Leave the images aside and repeat the whole listing exactly.

_Exercise data_:
━━━━━━━━━━━━━━━━━━━━━━━━━━━━━━
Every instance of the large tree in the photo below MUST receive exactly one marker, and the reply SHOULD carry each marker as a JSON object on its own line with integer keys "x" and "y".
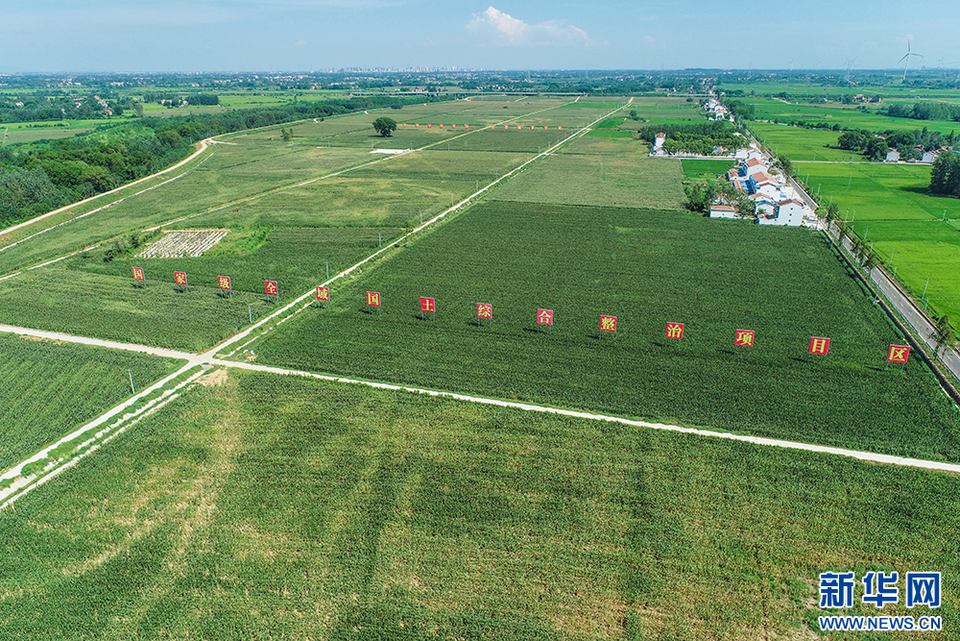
{"x": 385, "y": 126}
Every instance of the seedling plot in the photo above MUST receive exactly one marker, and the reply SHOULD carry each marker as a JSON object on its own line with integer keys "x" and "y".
{"x": 190, "y": 243}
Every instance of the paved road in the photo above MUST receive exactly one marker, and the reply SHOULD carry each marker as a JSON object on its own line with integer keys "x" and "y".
{"x": 201, "y": 147}
{"x": 209, "y": 358}
{"x": 212, "y": 358}
{"x": 922, "y": 324}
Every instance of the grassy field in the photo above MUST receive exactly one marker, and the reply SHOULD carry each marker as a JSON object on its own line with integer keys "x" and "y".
{"x": 599, "y": 171}
{"x": 800, "y": 144}
{"x": 256, "y": 163}
{"x": 13, "y": 136}
{"x": 646, "y": 268}
{"x": 846, "y": 116}
{"x": 891, "y": 209}
{"x": 320, "y": 204}
{"x": 50, "y": 389}
{"x": 878, "y": 191}
{"x": 704, "y": 170}
{"x": 88, "y": 297}
{"x": 278, "y": 507}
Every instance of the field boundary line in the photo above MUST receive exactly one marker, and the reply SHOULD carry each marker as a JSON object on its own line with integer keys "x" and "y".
{"x": 452, "y": 209}
{"x": 99, "y": 209}
{"x": 25, "y": 484}
{"x": 862, "y": 455}
{"x": 202, "y": 147}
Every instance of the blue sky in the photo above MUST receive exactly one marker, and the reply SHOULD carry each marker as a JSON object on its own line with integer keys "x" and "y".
{"x": 316, "y": 35}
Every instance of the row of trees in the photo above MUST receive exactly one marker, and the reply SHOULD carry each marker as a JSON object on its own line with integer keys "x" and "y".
{"x": 910, "y": 144}
{"x": 38, "y": 177}
{"x": 945, "y": 175}
{"x": 924, "y": 111}
{"x": 699, "y": 138}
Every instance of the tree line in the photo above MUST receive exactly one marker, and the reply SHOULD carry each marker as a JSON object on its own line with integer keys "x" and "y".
{"x": 945, "y": 175}
{"x": 924, "y": 111}
{"x": 700, "y": 138}
{"x": 38, "y": 177}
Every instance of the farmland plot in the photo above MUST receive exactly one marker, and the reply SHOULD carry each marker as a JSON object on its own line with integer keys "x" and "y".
{"x": 50, "y": 389}
{"x": 626, "y": 179}
{"x": 647, "y": 268}
{"x": 89, "y": 297}
{"x": 278, "y": 506}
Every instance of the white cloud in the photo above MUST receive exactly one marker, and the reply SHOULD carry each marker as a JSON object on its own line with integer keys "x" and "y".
{"x": 498, "y": 27}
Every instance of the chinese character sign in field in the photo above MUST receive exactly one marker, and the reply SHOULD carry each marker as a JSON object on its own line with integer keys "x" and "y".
{"x": 898, "y": 353}
{"x": 675, "y": 330}
{"x": 819, "y": 345}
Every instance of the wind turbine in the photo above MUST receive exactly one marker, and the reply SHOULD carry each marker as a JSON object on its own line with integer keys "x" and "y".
{"x": 906, "y": 59}
{"x": 849, "y": 64}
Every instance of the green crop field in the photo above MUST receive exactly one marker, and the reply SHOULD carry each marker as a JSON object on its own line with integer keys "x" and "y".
{"x": 798, "y": 144}
{"x": 845, "y": 116}
{"x": 51, "y": 389}
{"x": 88, "y": 297}
{"x": 600, "y": 171}
{"x": 890, "y": 208}
{"x": 704, "y": 170}
{"x": 318, "y": 203}
{"x": 281, "y": 507}
{"x": 13, "y": 136}
{"x": 646, "y": 268}
{"x": 878, "y": 191}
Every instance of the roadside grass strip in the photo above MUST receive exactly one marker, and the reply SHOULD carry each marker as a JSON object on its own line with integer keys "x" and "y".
{"x": 861, "y": 455}
{"x": 65, "y": 453}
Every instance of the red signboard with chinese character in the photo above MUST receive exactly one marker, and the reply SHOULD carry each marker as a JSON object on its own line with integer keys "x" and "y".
{"x": 819, "y": 345}
{"x": 608, "y": 323}
{"x": 898, "y": 353}
{"x": 675, "y": 330}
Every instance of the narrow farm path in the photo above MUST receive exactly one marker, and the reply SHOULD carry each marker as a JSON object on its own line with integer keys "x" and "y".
{"x": 215, "y": 357}
{"x": 273, "y": 190}
{"x": 201, "y": 147}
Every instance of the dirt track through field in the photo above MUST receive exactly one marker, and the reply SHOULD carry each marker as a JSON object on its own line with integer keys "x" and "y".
{"x": 214, "y": 357}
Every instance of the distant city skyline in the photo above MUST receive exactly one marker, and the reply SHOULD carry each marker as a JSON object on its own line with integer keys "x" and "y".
{"x": 318, "y": 35}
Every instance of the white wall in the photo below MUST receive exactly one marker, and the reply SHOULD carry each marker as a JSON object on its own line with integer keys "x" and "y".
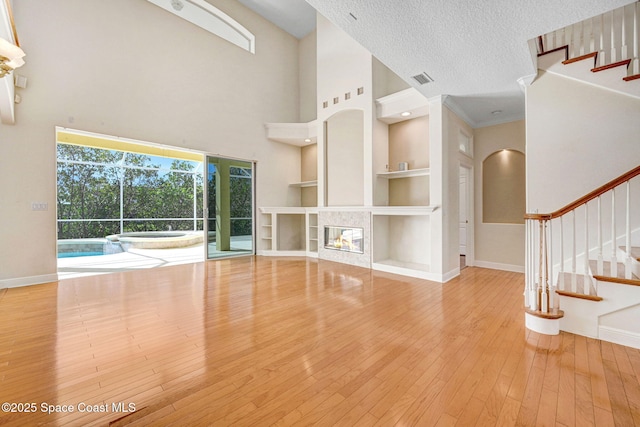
{"x": 131, "y": 69}
{"x": 307, "y": 66}
{"x": 579, "y": 137}
{"x": 345, "y": 166}
{"x": 344, "y": 66}
{"x": 497, "y": 245}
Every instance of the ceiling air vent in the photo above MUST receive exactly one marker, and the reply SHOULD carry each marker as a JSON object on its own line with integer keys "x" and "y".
━━━━━━━━━━━━━━━━━━━━━━━━━━━━━━
_Response below_:
Every instance of the large tree in the photo below MUST receive exactly one marker, and the reply SHOULD carry each marker as a JSON object on its own line with integer keys "x" and "y".
{"x": 385, "y": 126}
Every instance of the seedling plot in the photo above MUST receive exactly one marker, and the reply SHOULD carry each marker as a JSON object on its own line with integer keys "x" and "y".
{"x": 190, "y": 243}
Every instance of the paved road in the photo above MUST receive exactly one marker, and the reply SHOULD carry each marker as a JSON object on its own line with integer keys "x" and "y".
{"x": 201, "y": 147}
{"x": 209, "y": 358}
{"x": 212, "y": 358}
{"x": 922, "y": 324}
Every instance of the grassy field in the photo above MUST receive exactly one marker, and the reply SHOULD carry each marker as a JSON object on its own line with integer keys "x" and "y".
{"x": 599, "y": 171}
{"x": 800, "y": 144}
{"x": 256, "y": 163}
{"x": 13, "y": 136}
{"x": 646, "y": 268}
{"x": 846, "y": 116}
{"x": 891, "y": 209}
{"x": 320, "y": 204}
{"x": 50, "y": 389}
{"x": 878, "y": 191}
{"x": 704, "y": 170}
{"x": 88, "y": 297}
{"x": 278, "y": 507}
Every instance of the field boundary line in the photo above MUST receive exactly one marker, and the reply SHOULD carry each marker as a JSON object on its own line with integer keys "x" and "y".
{"x": 452, "y": 209}
{"x": 99, "y": 209}
{"x": 25, "y": 484}
{"x": 862, "y": 455}
{"x": 202, "y": 147}
Every instance of the blue sky in the photo above MUST receive exactly one marker, and the reply SHOULD carry each marker as a JSON object on its own line with integer keys "x" and "y".
{"x": 316, "y": 35}
Every instance of the row of trees in the photo above MUST receive exactly one marker, and the reply SHOULD carry each marker as a JSON object on its own line with integer keys "x" and "y".
{"x": 910, "y": 144}
{"x": 38, "y": 177}
{"x": 945, "y": 175}
{"x": 924, "y": 111}
{"x": 699, "y": 138}
Every instance of the tree line in the photo above MUST receive exactly one marker, and the reply SHOULD carry each marker as a JSON object on its own line with integer keys "x" and "y".
{"x": 945, "y": 175}
{"x": 924, "y": 111}
{"x": 700, "y": 138}
{"x": 38, "y": 177}
Every instance of the farmland plot in the photo above MUST receive exactly one marker, and the reply SHOULD carry each marker as a JSON object on its own line with integer keys "x" and "y".
{"x": 50, "y": 389}
{"x": 626, "y": 179}
{"x": 647, "y": 268}
{"x": 89, "y": 297}
{"x": 278, "y": 506}
Every instance of the white cloud in the photo above MUST receive exactly one marker, and the reply SHOULD carry each marker as a JSON object on its own line with integer keys "x" and "y".
{"x": 498, "y": 27}
Every instance of the chinese character sign in field in the photo above MUST receive exactly one marker, and the reply SHOULD carry each marker as a JSON object on its own line with integer keys "x" and "y".
{"x": 898, "y": 353}
{"x": 675, "y": 330}
{"x": 819, "y": 345}
Every instance of the wind turbine in the photo above MUST receive exactly one marker, and the reply SHOULD carry each marker as a JSON object on its own line with integer keys "x" and "y".
{"x": 906, "y": 59}
{"x": 849, "y": 64}
Every instance of the green crop field in the photo above MUST receive exactly one marker, and the reply SHOULD carry each marker as a JSON object on its own line with integer keys "x" and "y".
{"x": 798, "y": 144}
{"x": 845, "y": 116}
{"x": 51, "y": 389}
{"x": 88, "y": 297}
{"x": 600, "y": 171}
{"x": 890, "y": 208}
{"x": 704, "y": 170}
{"x": 318, "y": 203}
{"x": 281, "y": 507}
{"x": 13, "y": 136}
{"x": 646, "y": 268}
{"x": 878, "y": 191}
Every instance of the roadside grass strip in the photo above MUST receive exactly one marker, and the reply SHOULD carry each marker as a JSON object on its own line with integer keys "x" and "y".
{"x": 861, "y": 455}
{"x": 65, "y": 453}
Every instance of the red signboard with chinese character in the photo above MUST receive exactly one marker, and the reply SHOULD carry each marker as a JSON object on its own line with integer keys "x" and "y".
{"x": 819, "y": 345}
{"x": 608, "y": 323}
{"x": 898, "y": 353}
{"x": 675, "y": 330}
Every instance of the narrow farm path in the photo above MUST receive exactly one marker, and the reply SHOULD carry each marker as a JSON object on its own line with integer keys "x" and "y".
{"x": 215, "y": 357}
{"x": 273, "y": 190}
{"x": 201, "y": 147}
Every instance of the dirt track through field in the photo above MUST receive exactly one marker, and the reply SHOULD carry each marker as a JSON object on its own line with integer keys "x" and "y".
{"x": 214, "y": 357}
Every instance of the distant city skyline in the photo above MUST receive exactly one marker, and the reply SHOULD carry each marker as a JSON object on its own line with integer keys "x" and "y".
{"x": 318, "y": 35}
Every instance of the white wall in the photo below MUST receive exactly one marker, and the reply SHOULD carry each marker as a JSON object on its own line with integer keys "x" and "y".
{"x": 131, "y": 69}
{"x": 307, "y": 66}
{"x": 579, "y": 137}
{"x": 345, "y": 166}
{"x": 344, "y": 66}
{"x": 497, "y": 245}
Every instance of the ceiling air vent in the photo above MUST receive exactly one marker, and the reply SHOULD carry each marker as a JSON object on its own line with integer keys "x" and "y".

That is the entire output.